§ Stored entries
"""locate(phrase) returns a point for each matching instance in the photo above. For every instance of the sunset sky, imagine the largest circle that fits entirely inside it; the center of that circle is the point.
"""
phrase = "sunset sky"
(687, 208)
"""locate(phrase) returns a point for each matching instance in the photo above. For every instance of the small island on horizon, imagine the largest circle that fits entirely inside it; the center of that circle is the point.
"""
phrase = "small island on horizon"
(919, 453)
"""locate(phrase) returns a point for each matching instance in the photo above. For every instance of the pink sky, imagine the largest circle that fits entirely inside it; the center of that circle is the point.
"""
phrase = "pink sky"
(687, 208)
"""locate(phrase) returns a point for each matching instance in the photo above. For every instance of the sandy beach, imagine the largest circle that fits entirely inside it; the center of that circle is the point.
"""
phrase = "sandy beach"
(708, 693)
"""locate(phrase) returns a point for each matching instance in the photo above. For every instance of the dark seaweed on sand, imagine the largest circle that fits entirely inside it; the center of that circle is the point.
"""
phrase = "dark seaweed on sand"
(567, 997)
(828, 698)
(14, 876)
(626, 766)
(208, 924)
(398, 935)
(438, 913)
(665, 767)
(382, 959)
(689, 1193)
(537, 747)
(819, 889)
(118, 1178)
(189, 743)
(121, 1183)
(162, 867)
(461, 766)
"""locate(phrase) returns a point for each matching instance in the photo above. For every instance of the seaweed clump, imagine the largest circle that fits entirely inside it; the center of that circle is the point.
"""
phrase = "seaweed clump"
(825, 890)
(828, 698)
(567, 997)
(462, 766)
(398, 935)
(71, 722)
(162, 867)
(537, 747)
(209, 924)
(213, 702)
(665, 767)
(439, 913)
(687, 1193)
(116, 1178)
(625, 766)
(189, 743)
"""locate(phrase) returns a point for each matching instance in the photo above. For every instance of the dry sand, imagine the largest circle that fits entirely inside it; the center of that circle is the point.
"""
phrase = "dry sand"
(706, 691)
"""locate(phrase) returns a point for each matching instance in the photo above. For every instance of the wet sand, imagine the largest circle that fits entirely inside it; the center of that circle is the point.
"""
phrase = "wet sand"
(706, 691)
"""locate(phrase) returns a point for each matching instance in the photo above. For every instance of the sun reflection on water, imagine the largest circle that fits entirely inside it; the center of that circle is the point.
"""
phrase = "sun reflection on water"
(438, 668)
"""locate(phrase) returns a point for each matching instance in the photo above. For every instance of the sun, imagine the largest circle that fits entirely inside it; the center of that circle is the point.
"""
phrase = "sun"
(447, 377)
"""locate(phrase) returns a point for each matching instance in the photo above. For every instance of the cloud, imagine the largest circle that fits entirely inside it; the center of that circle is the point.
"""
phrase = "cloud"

§ WORK ORDER
Leaving no line out, return the data above verbatim.

§ YOUR RESPONSE
"""locate(phrase) returns a point for each matching instance in the photo above. For every instance of the sunset sky, imagine the largest circle that fits entirely inside it; the center of that circle is the point.
"""
phrase = "sunset sky"
(687, 208)
"""locate(phrase) returns a point for each matching instance in the photo above. For every instance of the small island on horizon, imagine the largest circle that fits entirely inside it; the center of that circle is the point.
"""
phrase = "small island on horizon"
(919, 453)
"""locate(phrase) returns a point for each matching instance in the photo above. For every instance of the pink sky, imagine the largest circle that fits entirely inside it; the center of that circle is the point.
"""
phrase = "pink sky"
(687, 208)
"""locate(phrase) returns a point for each matching instance in the photo above. For every instance of the sandy beach, imagine the largest circle that fits entirely inside it; the center of that circle is the point.
"""
phrase = "sandy beach"
(708, 693)
"""locate(phrase) returns a point for each matching instance in the photo above. For every instance of the dark seaweed on sand, imagine the largest circle that fits entirely inside it; the center of that circle is the point.
"""
phrase = "dark seaweed on sand"
(567, 997)
(828, 698)
(14, 876)
(626, 766)
(208, 924)
(398, 935)
(438, 913)
(665, 767)
(382, 959)
(689, 1193)
(537, 747)
(819, 889)
(118, 1178)
(189, 743)
(121, 1183)
(162, 867)
(461, 766)
"""locate(phrase) returns a point for each matching instance in the photo above. For every instance of the seaweed clump, imagine the largest circle that fits entirely inside it; the center of that circle is the point.
"""
phrase = "seaweed clump"
(825, 890)
(828, 698)
(567, 997)
(462, 766)
(398, 935)
(71, 722)
(162, 867)
(537, 747)
(209, 924)
(213, 702)
(665, 767)
(439, 913)
(687, 1193)
(116, 1178)
(625, 766)
(189, 743)
"""locate(phrase) returns a point for each matching instance in the photo above. For every instance of the dry sand, imagine the largest circle that fits entirely inside it; the center of that circle is the point.
"""
phrase = "dry sand"
(706, 691)
"""locate(phrase) returns a point for each matching instance in the photo above. For every instance of the wet sand, imagine the largest circle that fits entirely inside it; the center of that circle is the point.
"""
phrase = "wet sand"
(706, 691)
"""locate(phrase) returns a point for each matching instance in the photo above. For every instance of the sun reflection on water, imagine the largest circle that fits entirely inside it; the center of that circle is the point.
"""
phrase = "sun reflection on water"
(438, 668)
"""locate(phrase) returns a point for each matching instance in the photo above. For every instance of the sun, imagine the largest circle that fits entirely inside it; the center of that circle is the point.
"""
phrase = "sun"
(447, 377)
"""locate(phrase) returns a point for each matching instance in the photo above. For every instance of the cloud, imagine the largest circle that fits entirely inside it; the center of that circle is the point.
"""
phrase = "cloud"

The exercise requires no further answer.